**What to work on:**
A. Name every username that appears in the forum thread about spouses and happiness.
B. In the forum thread about spouses and happiness, what does seeing a spouse as the source of one's happiness ultimately do?

## START Provided passage

A lot of people have a tendency to see their spouse as the source of their happiness. That puts undue pressure on the spouse and the relationship, and ultimately sets everyone up for failure. I've been guilty of this too.

I'd wager that most successful relationships happen when people become their own source of happiness instead. Instead of plugging into your spouse and drawing happiness, plug yourself into them and pipe it their way.


----------



## Cletus (Apr 27, 2012)

Fozzy said:


> I'd wager that most successful relationships happen when people become their own source of happiness instead. Instead of plugging into your spouse and drawing happiness, plug yourself into them and pipe it their way.


Profound and naughty at the same time.

Whakka whakka indeed.


----------



## norajane (Feb 7, 2012)

Fozzy said:


> A lot of people have a tendency to see their spouse as the source of their happiness. That puts undue pressure on the spouse and the relationship, and ultimately sets everyone up for failure. I've been guilty of this too.

## END Provided passage
## START Record list

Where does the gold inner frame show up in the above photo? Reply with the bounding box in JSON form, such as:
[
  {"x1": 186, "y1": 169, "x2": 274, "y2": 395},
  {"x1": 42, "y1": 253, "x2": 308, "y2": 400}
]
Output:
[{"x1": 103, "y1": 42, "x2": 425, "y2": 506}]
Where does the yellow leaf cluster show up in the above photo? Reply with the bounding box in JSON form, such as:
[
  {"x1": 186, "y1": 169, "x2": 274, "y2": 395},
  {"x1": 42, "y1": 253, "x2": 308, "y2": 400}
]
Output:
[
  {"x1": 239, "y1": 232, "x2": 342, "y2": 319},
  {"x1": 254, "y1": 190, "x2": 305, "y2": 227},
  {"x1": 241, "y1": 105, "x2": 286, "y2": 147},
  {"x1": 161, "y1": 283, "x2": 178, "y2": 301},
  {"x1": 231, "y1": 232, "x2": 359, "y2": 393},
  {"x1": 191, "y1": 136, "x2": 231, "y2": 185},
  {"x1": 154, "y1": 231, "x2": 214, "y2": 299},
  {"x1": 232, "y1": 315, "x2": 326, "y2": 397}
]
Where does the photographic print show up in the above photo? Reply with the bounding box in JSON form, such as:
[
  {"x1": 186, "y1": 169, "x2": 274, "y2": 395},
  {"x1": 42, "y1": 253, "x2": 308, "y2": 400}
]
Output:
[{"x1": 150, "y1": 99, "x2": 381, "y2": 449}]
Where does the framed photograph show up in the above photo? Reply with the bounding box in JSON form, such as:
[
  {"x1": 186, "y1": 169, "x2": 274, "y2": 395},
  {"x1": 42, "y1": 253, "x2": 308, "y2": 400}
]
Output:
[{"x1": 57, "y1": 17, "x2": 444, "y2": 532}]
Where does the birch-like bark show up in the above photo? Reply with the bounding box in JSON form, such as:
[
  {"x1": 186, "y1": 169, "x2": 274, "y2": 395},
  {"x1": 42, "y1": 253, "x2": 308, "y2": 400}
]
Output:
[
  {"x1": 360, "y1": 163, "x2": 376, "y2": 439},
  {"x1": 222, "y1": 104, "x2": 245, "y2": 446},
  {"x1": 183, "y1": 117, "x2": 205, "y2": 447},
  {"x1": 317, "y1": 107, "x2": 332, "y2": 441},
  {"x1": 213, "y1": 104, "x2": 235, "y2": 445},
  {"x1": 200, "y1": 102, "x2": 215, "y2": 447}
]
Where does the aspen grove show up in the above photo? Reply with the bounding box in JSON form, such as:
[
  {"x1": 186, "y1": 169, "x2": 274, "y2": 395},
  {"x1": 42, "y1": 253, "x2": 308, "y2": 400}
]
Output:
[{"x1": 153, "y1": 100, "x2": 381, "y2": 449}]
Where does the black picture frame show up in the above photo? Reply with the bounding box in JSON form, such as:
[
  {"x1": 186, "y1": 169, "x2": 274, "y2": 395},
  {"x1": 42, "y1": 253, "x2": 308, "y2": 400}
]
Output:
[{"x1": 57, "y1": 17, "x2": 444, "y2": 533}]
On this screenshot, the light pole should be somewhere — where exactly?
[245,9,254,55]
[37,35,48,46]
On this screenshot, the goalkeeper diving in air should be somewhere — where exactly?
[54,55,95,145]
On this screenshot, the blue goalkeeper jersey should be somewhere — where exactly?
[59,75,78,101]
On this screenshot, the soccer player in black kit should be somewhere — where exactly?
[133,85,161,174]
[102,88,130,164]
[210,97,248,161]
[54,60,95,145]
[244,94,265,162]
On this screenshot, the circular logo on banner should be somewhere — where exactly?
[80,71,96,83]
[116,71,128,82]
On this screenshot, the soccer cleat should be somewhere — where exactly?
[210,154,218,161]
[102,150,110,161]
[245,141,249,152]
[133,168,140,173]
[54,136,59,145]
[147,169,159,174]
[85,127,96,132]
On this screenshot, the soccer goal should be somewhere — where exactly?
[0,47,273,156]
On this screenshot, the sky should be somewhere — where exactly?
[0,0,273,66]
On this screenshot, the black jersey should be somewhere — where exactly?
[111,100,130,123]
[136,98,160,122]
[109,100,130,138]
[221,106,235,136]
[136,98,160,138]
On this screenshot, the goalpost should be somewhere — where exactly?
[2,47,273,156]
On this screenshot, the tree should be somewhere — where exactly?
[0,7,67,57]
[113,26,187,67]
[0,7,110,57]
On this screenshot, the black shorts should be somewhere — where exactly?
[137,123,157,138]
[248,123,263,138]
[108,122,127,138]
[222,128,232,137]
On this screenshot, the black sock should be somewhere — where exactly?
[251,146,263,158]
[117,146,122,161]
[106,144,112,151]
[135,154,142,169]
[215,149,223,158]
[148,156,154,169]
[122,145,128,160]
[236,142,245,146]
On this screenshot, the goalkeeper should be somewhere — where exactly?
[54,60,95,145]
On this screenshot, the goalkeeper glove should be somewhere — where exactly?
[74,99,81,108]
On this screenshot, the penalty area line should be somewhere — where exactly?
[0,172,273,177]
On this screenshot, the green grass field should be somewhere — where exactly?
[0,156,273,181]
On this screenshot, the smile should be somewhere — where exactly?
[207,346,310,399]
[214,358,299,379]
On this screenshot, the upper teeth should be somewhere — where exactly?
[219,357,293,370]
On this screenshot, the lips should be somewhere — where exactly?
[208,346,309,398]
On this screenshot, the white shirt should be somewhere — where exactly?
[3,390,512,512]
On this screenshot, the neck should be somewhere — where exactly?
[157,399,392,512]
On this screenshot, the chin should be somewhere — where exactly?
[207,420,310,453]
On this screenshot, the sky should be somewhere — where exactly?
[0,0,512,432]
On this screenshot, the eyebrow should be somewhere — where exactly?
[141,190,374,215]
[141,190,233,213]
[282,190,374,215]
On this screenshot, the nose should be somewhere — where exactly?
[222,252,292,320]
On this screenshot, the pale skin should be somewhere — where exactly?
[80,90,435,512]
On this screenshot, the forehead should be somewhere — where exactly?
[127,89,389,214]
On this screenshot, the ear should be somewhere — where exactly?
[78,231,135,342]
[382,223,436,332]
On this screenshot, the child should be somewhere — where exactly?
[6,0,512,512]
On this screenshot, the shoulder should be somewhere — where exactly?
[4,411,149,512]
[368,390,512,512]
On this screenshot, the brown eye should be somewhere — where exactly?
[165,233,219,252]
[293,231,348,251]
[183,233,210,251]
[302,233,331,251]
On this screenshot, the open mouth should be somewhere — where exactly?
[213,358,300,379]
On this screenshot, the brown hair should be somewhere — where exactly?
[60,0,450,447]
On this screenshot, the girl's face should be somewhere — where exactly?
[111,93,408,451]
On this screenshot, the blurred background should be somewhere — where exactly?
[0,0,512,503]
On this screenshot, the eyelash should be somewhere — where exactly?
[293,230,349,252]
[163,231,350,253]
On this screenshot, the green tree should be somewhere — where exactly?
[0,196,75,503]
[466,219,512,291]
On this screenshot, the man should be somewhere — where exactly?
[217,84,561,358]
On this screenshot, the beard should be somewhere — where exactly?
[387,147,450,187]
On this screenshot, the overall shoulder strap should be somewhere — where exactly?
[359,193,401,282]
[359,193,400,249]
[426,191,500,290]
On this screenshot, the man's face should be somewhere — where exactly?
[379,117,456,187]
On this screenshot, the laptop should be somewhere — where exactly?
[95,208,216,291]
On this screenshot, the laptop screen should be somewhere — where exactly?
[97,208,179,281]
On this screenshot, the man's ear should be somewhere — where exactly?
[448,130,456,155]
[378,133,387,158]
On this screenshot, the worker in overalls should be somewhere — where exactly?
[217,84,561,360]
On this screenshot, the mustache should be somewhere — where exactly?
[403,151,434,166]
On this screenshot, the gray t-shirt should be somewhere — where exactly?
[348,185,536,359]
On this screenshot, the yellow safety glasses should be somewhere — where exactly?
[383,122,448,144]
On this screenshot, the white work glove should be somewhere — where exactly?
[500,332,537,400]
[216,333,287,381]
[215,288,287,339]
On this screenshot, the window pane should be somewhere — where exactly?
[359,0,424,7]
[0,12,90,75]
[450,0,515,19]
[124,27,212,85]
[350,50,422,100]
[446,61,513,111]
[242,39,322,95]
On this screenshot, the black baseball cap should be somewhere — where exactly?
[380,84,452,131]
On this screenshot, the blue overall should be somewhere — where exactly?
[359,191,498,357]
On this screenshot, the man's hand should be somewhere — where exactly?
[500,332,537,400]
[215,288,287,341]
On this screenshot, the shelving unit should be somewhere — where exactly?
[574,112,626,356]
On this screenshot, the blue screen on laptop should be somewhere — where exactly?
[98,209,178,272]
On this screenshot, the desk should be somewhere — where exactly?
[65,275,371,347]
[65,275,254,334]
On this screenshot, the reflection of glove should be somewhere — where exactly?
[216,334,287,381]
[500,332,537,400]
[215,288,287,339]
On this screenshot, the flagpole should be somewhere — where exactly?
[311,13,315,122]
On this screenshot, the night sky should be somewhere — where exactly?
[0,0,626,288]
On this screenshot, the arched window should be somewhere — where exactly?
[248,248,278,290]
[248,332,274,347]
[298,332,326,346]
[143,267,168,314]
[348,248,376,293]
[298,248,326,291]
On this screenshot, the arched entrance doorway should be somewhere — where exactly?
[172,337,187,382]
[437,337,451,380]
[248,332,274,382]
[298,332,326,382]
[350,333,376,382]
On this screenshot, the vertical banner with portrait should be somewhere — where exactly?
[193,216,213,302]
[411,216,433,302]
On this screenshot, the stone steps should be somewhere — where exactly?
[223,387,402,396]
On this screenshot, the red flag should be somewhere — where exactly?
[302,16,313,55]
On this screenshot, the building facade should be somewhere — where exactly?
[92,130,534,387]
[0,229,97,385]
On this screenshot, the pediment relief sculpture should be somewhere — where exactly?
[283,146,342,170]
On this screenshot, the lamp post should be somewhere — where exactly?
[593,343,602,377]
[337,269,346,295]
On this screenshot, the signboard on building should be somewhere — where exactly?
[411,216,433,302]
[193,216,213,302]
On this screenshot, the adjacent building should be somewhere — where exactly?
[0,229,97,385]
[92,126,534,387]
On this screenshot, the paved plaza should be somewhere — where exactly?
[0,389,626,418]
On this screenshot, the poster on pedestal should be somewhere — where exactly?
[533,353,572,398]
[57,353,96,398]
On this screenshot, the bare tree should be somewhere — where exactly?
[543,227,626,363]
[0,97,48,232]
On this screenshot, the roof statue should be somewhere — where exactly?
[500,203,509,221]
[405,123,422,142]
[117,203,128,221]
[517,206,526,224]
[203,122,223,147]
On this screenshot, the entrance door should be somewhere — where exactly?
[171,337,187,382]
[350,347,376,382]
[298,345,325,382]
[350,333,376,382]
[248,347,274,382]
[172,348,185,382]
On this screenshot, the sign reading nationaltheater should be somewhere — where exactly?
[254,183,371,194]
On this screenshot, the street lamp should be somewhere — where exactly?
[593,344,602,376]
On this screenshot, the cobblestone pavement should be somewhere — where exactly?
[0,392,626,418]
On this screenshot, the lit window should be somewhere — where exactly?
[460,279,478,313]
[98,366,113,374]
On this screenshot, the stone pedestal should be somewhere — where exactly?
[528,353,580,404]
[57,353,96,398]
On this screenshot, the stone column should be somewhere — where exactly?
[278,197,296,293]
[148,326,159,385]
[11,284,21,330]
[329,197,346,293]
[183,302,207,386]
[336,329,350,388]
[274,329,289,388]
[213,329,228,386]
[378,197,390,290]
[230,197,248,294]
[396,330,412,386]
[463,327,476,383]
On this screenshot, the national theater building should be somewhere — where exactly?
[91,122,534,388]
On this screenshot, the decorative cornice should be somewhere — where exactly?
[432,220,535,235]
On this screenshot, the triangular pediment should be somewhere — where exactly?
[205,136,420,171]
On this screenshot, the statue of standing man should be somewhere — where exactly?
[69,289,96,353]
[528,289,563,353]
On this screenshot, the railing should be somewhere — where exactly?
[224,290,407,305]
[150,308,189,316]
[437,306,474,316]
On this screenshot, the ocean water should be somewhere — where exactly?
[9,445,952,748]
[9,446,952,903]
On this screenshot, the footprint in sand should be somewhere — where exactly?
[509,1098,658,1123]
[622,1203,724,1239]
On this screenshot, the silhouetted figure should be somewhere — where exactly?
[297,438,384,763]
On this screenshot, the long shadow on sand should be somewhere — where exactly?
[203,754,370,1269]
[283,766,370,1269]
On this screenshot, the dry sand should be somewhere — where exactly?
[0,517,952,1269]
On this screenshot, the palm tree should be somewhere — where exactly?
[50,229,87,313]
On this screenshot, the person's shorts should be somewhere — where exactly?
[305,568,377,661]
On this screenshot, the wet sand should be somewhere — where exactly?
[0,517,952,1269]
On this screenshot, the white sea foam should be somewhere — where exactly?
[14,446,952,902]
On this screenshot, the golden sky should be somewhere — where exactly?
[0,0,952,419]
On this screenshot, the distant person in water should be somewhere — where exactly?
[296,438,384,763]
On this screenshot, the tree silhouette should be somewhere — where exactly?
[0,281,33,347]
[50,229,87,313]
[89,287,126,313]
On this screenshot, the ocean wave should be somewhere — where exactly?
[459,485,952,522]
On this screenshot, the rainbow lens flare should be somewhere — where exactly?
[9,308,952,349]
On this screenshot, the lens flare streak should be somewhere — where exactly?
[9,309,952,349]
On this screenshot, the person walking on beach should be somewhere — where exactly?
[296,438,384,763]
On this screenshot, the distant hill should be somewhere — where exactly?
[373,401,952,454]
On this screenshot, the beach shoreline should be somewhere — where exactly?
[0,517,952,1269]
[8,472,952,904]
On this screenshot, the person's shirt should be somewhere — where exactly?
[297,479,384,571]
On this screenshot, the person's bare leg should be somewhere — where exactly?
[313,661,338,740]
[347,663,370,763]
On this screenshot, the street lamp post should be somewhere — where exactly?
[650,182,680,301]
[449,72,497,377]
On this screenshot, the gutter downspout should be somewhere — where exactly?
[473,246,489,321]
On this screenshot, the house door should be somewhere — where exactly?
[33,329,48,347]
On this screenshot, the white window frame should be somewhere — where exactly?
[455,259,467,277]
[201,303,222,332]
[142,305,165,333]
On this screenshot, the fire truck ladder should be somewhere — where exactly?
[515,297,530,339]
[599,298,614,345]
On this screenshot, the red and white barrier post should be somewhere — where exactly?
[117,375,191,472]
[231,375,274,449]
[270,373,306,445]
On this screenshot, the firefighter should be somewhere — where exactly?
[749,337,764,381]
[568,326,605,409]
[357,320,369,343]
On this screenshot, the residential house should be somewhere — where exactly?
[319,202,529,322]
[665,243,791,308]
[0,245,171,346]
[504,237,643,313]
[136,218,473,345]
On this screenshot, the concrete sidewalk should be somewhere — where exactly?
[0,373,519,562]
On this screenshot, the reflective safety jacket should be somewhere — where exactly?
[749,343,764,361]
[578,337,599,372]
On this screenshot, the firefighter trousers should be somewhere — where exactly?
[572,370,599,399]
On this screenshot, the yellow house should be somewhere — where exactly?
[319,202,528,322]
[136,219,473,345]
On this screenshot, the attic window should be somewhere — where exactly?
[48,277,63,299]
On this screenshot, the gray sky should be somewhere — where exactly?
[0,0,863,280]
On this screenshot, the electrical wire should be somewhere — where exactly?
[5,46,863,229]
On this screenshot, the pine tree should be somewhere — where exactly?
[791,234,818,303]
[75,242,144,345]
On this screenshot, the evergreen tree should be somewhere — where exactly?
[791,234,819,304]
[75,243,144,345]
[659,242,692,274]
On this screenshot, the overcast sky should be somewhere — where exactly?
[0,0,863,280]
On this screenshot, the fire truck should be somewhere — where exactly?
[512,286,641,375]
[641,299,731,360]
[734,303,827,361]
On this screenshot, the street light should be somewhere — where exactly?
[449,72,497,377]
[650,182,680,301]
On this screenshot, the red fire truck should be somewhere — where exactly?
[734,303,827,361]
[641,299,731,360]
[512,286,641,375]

## END Record list

**Solutions:**
A. Fozzy, Cletus, norajane

B. It sets everyone up for failure.